■ **Task goal**
Each line from the one containing "Every instance of the black dress" through the last line of the records below is to be repeated as written, with nothing added.

■ **Dataset excerpts**
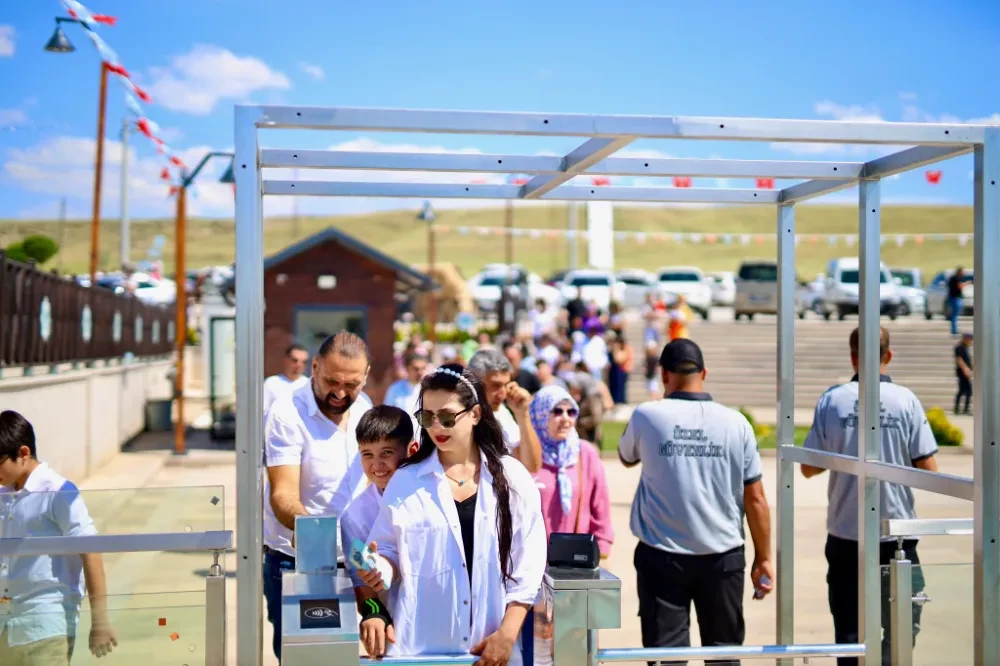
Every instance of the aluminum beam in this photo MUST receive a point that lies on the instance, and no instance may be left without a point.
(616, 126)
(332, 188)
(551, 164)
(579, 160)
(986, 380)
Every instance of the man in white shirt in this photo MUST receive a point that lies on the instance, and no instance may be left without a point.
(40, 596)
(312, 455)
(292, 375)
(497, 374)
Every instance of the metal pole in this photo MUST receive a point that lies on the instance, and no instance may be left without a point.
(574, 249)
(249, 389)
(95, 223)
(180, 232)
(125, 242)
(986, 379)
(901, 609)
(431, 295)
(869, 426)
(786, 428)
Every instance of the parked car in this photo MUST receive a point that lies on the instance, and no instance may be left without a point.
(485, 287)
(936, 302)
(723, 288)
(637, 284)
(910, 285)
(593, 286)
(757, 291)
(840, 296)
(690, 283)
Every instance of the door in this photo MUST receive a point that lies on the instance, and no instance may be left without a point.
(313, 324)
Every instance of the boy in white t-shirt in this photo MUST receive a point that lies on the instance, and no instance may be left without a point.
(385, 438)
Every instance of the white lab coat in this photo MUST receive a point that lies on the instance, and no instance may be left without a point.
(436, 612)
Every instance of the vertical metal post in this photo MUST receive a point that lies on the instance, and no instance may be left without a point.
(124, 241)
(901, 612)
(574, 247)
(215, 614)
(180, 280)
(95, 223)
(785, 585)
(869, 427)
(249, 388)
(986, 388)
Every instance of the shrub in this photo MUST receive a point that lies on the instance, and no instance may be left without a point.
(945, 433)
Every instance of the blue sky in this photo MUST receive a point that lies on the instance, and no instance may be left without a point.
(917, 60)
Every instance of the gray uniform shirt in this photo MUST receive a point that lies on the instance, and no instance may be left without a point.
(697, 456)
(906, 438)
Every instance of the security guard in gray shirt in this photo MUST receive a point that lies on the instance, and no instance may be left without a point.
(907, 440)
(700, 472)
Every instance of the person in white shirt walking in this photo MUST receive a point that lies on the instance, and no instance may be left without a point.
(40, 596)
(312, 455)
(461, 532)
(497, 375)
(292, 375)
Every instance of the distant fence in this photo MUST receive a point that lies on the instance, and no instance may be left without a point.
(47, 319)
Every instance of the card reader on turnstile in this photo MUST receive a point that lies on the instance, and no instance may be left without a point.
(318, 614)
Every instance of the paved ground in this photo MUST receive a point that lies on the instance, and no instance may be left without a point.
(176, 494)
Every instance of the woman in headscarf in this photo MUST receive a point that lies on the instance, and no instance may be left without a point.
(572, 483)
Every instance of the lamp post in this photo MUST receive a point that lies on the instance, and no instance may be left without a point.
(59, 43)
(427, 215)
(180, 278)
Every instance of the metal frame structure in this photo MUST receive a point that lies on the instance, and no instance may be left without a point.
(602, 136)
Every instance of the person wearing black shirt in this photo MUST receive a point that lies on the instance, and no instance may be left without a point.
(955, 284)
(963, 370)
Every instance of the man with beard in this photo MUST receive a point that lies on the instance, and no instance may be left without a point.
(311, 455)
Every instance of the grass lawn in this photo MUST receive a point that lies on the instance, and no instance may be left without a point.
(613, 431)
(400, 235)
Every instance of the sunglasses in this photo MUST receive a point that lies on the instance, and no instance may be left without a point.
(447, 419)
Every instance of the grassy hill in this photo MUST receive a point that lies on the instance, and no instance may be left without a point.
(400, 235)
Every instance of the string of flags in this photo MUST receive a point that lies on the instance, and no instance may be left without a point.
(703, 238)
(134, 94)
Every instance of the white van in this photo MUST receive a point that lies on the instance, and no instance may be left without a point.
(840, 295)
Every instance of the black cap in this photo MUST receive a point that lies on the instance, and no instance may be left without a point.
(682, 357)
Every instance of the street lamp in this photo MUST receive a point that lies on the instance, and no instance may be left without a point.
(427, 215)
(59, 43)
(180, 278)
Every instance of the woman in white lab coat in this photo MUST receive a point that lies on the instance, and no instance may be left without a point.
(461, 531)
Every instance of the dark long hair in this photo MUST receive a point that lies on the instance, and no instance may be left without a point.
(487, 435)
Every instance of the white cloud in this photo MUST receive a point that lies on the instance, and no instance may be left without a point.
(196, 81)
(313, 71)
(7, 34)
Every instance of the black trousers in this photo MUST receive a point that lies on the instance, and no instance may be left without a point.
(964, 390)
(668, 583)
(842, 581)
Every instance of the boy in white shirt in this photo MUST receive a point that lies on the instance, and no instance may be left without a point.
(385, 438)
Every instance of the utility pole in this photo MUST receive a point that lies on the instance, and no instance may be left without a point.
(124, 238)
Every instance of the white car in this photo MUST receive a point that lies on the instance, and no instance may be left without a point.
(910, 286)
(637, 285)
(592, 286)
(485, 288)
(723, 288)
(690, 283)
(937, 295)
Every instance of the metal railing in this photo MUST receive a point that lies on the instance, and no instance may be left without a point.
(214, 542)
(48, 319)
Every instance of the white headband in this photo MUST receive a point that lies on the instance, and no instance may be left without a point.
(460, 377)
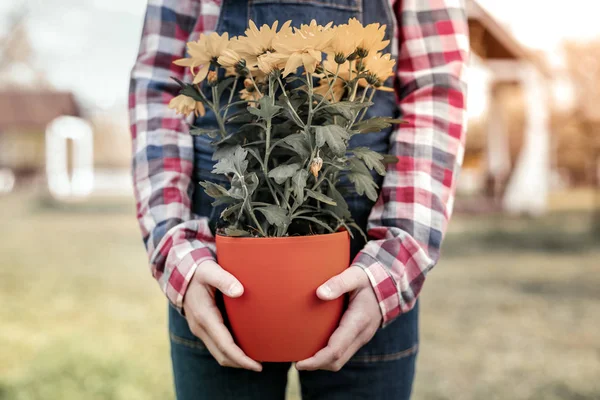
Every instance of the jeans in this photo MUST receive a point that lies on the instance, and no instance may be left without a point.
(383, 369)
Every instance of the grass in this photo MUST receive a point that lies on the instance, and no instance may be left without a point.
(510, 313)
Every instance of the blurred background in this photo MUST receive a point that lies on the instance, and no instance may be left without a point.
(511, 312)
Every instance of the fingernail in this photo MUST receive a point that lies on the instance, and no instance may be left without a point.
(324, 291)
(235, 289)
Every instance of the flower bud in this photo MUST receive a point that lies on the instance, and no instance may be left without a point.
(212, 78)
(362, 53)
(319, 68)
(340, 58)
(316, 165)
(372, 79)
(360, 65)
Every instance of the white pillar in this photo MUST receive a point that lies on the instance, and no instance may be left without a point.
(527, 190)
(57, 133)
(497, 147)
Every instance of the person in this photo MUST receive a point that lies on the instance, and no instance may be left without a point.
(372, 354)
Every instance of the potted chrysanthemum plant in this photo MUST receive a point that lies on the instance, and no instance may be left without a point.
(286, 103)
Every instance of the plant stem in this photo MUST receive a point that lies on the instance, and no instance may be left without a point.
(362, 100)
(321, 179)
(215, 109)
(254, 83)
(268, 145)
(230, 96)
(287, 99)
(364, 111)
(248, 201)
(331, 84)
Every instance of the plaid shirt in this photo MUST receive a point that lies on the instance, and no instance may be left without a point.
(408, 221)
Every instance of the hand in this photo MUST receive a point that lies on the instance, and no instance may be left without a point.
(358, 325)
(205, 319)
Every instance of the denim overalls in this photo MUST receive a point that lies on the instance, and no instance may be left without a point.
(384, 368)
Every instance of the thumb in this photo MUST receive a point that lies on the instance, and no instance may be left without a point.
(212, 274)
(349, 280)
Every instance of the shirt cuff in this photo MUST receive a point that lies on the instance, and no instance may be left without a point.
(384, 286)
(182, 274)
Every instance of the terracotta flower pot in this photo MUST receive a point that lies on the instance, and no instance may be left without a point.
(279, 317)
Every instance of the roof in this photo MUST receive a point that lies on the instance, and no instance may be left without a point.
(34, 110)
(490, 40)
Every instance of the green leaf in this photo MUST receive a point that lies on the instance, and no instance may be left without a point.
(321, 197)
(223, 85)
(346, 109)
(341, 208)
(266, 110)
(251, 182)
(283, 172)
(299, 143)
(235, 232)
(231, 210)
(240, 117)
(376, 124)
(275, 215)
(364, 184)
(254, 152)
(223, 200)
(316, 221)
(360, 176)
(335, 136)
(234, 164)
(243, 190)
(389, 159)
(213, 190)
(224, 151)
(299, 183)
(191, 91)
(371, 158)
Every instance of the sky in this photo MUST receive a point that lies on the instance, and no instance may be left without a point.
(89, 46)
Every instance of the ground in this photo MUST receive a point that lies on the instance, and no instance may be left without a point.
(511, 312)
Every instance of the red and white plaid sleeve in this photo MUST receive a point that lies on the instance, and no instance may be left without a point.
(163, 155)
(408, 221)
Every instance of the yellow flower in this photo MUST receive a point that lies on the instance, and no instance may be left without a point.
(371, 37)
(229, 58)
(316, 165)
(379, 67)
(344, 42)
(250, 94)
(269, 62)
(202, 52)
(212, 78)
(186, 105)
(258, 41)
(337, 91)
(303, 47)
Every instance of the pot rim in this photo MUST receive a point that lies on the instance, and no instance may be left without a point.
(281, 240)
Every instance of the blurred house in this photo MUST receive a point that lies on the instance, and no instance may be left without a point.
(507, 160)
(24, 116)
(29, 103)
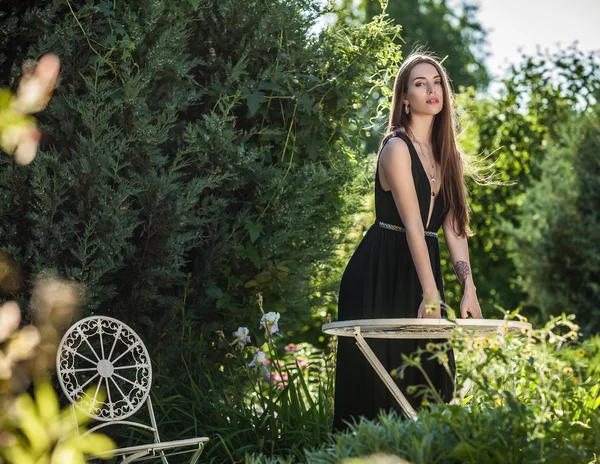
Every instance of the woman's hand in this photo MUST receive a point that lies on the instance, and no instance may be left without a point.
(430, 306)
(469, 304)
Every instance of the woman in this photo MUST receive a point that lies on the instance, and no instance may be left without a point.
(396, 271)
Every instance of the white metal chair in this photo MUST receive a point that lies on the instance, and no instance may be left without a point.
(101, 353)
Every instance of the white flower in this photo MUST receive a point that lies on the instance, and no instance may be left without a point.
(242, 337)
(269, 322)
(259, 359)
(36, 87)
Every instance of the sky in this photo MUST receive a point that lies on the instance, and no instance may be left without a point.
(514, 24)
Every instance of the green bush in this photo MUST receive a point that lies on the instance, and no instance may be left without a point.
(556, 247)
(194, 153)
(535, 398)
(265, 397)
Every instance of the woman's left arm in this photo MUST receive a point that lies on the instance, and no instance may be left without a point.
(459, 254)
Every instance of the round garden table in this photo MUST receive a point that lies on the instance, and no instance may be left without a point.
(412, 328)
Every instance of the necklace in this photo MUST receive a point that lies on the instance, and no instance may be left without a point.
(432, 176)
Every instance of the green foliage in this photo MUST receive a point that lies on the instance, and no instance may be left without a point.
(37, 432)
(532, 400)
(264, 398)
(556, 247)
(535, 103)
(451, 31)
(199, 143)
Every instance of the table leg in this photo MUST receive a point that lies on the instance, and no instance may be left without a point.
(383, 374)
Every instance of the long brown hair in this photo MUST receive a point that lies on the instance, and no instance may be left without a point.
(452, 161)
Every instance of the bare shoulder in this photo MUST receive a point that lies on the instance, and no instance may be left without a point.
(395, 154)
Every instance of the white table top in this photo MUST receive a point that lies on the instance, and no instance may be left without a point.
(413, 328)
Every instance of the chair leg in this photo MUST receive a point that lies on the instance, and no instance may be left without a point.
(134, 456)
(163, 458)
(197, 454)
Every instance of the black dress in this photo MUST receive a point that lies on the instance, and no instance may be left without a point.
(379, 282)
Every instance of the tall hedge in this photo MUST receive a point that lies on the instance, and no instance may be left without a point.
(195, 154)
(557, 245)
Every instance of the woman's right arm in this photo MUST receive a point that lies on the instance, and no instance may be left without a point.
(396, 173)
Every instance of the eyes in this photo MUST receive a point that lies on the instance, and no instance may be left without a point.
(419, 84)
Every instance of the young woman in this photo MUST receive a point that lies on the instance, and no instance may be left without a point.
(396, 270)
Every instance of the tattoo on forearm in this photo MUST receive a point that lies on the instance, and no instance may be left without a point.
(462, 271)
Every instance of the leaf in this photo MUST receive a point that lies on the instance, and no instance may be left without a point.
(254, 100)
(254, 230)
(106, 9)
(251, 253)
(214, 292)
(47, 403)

■ **Response area**
Every instance of the black dress in this photo MUST receive a point that lies on the instance, and no instance may be left without a point.
(379, 282)
Every instance of the tall hedge in this photo MUST receive a point that lies on the instance, and no instance may be left without a point.
(195, 154)
(557, 245)
Every instance of the woman's right arm in this photo MUST receive a point that lies on the instance, and no instance may be left without a point.
(396, 173)
Every instance of the eyes in this photo MUST receive a point that lies on the instance, and no instance may be left without a point.
(419, 84)
Every instance of the young woman in this photo MUST receive a point that lies on the instance, and no instance may be left without a point.
(396, 270)
Every instance of the tattoo on forearm in this photo MUST receive a point that lies on the instance, and no instance may be left without a point.
(462, 271)
Every instance of the leaf in this photo MUST receive a point that lies on the instance, and no instance may be left without a point.
(254, 100)
(254, 230)
(106, 9)
(251, 253)
(214, 292)
(47, 403)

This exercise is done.